═══ Text section ═══

This year, though, it seems many hospitals have begun offering improved wellness programs. "Wellness is a huge trend right now, but engaging employees to participate is just as important as offering a wellness program," says Christine Adoni, regional vice president of account management with Ceridian Lifeworks, an employee assistance and wellness program that helps organizations improve employee health and wellness, increase engagement and improve productivity. The next step for hospitals would be to go above and beyond in terms of getting employees to use and enjoy the programs.

For instance, Ms. Adoni suggests making wellness programs fun and challenge-based in order to improve participation. Examples include having departments compete for number of minutes exercised or number of steps taken in a period of time. Additionally, offering a smartphone application that allows employees to access the program is key. "With younger workers in the workforce, they are much more likely to access services through the Web," Ms. Adoni says.

3. Empower leaders. According to Towers Watson research, the number one driver of engagement for employees in the healthcare industry is leadership: When healthcare leaders are effective, trustworthy and interested in employees, their workers are more likely to be engaged. This is more important than ever because of the turbulent nature of healthcare today. "There's confusion and fear from employees of what's going to happen in terms of cost cutting," and other changes due to healthcare reform, Rick Sherwood, director of talent and rewards and leader of the healthcare industry group at Towers Watson, says.

However, because many healthcare leaders have backgrounds in clinical care and not management, strong leadership has been something healthcare organizations have struggled with, according to Katie Welch, senior consultant of talent and rewards for Towers Watson.

In order to engage employees in this time of change in healthcare, hospitals need to focus on improving the caliber of their leaders. One way to do so is increasing the visibility of executive leaders. "Really get leaders out in front of employees," Mr. Sherwood says. "Having leadership out in front of employees is critical. It improves the overall employee experience." He also suggests offering tools for managers who want to improve their leadership skills.

═══ Dataset ═══

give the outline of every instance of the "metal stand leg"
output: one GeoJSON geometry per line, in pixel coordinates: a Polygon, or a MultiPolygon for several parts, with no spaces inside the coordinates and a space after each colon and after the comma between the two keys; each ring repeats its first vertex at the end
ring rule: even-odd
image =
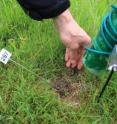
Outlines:
{"type": "Polygon", "coordinates": [[[111,73],[110,73],[109,76],[108,76],[108,79],[107,79],[106,82],[105,82],[105,85],[103,86],[103,88],[102,88],[102,90],[101,90],[101,92],[100,92],[100,95],[99,95],[99,97],[98,97],[98,102],[100,101],[100,98],[101,98],[102,95],[104,94],[104,91],[105,91],[105,89],[106,89],[106,87],[107,87],[109,81],[111,80],[113,73],[114,73],[114,69],[112,69],[111,73]]]}

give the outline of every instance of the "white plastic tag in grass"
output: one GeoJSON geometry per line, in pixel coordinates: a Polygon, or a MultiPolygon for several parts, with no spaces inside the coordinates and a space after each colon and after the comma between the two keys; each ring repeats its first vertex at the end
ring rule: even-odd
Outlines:
{"type": "Polygon", "coordinates": [[[7,64],[8,61],[10,60],[11,58],[11,53],[9,51],[7,51],[6,49],[2,49],[0,51],[0,61],[3,63],[3,64],[7,64]]]}

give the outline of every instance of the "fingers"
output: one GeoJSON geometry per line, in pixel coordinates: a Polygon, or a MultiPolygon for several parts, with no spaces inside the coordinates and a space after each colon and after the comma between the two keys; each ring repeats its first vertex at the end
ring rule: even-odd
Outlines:
{"type": "Polygon", "coordinates": [[[79,59],[77,61],[77,68],[81,70],[83,67],[82,57],[85,54],[85,49],[83,47],[80,47],[78,54],[79,54],[79,59]]]}

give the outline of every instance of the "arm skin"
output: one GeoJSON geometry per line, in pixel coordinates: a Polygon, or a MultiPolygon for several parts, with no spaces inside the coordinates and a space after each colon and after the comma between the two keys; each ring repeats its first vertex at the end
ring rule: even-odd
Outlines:
{"type": "Polygon", "coordinates": [[[68,68],[81,69],[82,57],[85,53],[84,45],[89,45],[91,38],[76,23],[70,11],[67,9],[54,20],[55,27],[66,47],[65,61],[68,68]]]}

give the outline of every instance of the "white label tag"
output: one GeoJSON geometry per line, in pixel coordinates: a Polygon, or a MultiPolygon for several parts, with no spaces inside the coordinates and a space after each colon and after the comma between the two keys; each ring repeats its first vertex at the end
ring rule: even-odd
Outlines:
{"type": "Polygon", "coordinates": [[[5,50],[5,49],[2,49],[1,51],[0,51],[0,61],[2,62],[2,63],[4,63],[4,64],[7,64],[8,63],[8,61],[10,60],[10,58],[11,58],[11,53],[9,52],[9,51],[7,51],[7,50],[5,50]]]}

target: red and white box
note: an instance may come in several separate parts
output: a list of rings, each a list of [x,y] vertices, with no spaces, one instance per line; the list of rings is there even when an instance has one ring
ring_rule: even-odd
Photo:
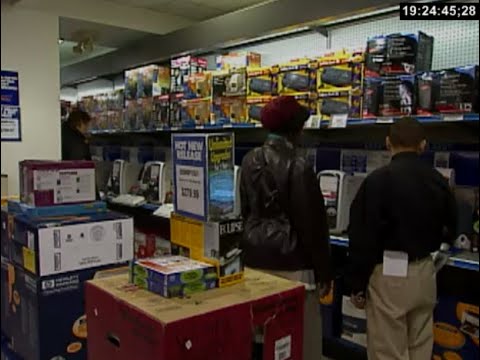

═══

▶ _Required tasks_
**a.** According to the text on hospital employee engagement, what does Towers Watson research name as the number one driver of engagement for healthcare employees?
**b.** Return the passage of the text on hospital employee engagement from "In order to engage" to "their leadership skills.", copied word for word.

▶ _Task solutions_
**a.** Leadership.

**b.**
In order to engage employees in this time of change in healthcare, hospitals need to focus on improving the caliber of their leaders. One way to do so is increasing the visibility of executive leaders. "Really get leaders out in front of employees," Mr. Sherwood says. "Having leadership out in front of employees is critical. It improves the overall employee experience." He also suggests offering tools for managers who want to improve their leadership skills.